Copy out each line below that has the word "photograph" in it.

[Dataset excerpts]

•••••

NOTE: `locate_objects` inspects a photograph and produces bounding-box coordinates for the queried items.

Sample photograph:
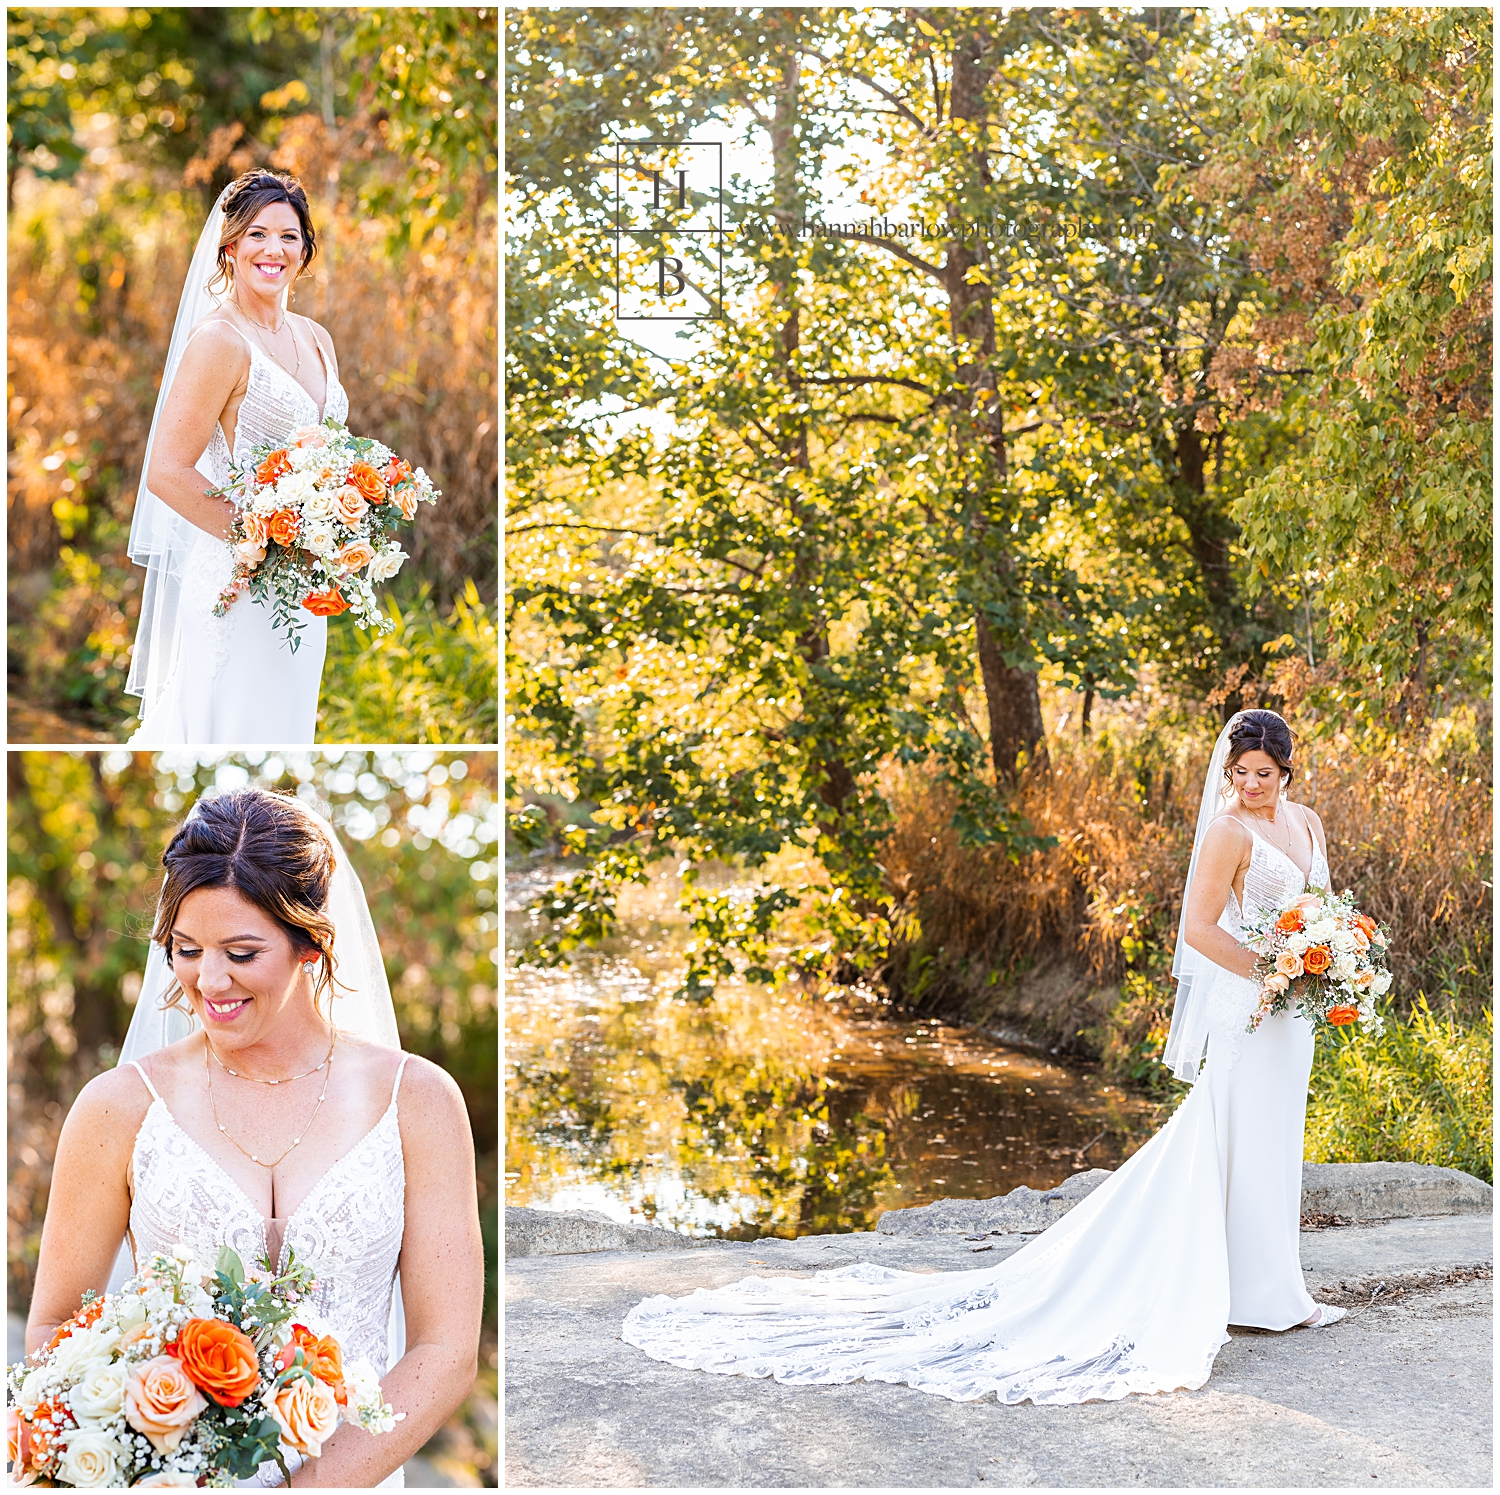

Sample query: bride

[25,789,483,1484]
[126,170,346,745]
[623,708,1347,1405]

•••••

Written answer
NOTE: `locate_objects` inspects a photograph and produces bounding-box coordinates for the queried items.
Sample photograph:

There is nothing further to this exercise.